# WHAT IS EXPECTED
Carry on the program notes for the recorder ensemble's CD, starting after their final sentence.

# PASSAGE TO READ
If you'd like to buy a copy of the CD please contact us - it costs £5.00 with all the money going to IMC (In Ministry to Children).
The Musicians: Pauline Caterall, Mary Edwards, Chris Payne, Anne Raison, Liz Studd, Sue Tallamy, Sandra Thacker
Playing: descant, treble, tenor and bass recorders
Mary Edwards supplied the following notes:
David Thompson (born 1944): Jubilee Waltz – written to celebrate the Golden Jubilee of the Society of Recorder Players in 1987.
William Byrd (1539 or 40 - 1623): Lord Willobie’s Welcome Home – Byrd was a composer to Queen Elizabeth I and this piece was originally written for virginals – the equivalent of the upright piano played in the home.
Country Dance Tunes: These three come from a book of dance tunes called “The English Dancing Master” made by Playford in 1650. These are free arrangements of the originals.
Scott Joplin (1868 – 1917): The Entertainer. Joplin was an American composer and pianist and was known as the King of Ragtime. His first publication was the Maple Leaf Rag. The Entertainer is probably his best-known work and was published in 1902.
Elizabethan Dances: All anonymous and come from a set found written in the blank pages of a set of church music parts. They are probably the work of musicians in the household of the earl of Arundel at the Nonsuch Palace around 1560. Galliard was Queen Elizabeth I’s favourite dance, she would dance five or six times a day when in her 50’s in order to prove that she was still active. Pavane is a slow dance and Allemend a German dance.

# EXCERPTED RECORDS

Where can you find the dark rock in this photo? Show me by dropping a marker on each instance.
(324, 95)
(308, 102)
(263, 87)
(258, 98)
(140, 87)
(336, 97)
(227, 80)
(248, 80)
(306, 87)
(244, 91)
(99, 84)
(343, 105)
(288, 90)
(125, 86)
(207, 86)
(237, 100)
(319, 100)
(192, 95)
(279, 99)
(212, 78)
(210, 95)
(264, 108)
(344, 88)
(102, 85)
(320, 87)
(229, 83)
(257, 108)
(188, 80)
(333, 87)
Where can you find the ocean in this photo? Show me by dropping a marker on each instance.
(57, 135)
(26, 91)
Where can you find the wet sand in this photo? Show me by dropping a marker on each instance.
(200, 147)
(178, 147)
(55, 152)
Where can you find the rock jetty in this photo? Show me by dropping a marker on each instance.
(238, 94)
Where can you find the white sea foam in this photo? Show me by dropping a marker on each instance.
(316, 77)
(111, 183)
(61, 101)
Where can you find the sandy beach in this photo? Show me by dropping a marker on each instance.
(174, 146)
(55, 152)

--

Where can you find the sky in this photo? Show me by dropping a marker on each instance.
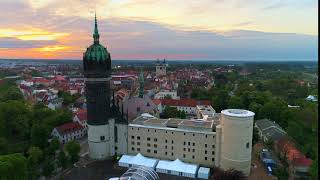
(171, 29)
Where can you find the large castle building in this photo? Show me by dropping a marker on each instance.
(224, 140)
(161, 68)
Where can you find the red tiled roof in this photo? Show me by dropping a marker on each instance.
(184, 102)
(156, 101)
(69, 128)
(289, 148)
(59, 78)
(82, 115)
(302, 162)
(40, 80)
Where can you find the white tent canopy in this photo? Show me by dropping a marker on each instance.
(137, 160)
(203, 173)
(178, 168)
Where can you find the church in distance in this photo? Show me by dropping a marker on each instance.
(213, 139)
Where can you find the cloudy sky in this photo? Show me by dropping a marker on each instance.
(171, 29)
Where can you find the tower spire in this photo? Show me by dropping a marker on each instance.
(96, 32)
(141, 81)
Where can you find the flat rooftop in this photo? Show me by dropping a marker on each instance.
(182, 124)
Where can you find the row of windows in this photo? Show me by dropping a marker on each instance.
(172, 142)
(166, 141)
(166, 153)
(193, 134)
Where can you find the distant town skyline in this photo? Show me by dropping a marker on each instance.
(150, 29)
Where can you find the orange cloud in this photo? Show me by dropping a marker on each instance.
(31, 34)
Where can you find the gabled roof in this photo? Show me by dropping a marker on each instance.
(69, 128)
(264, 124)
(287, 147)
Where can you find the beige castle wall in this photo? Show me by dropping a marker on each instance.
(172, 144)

# EXERCISE ANSWER
John Coperario (c1575 – 1626): Masque Dance. Coperario’s real name was John Cooper - when he went to Italy in about 1664 he changed it to Garanni Coperario. These pieces come from Francis Beaumont’s Masque of the Inner Temple and Graye’s Inn before the King and Queen in the Banqueting House at Whitehall on the 20 February 1613. A masque was an entertainment with poetry, music and elaborate sets.
Eileen Silcocks (born 1954): West Country Suite. This was commissioned for the national Festival of the Society of Recorder Players in 2001. It is an arrangement of traditional folk tunes: Heave Away, Keys of Canterbury, The Cuckoo, The Coast of High Barbary and ending with Heave Away again.
Johann Strauss Jnr (1825 – 1899): Sangerlust Polka. Johann came from a family of Austrian dance musicians and is known as the King of the waltz. Sangerlust means Singer’s Joy.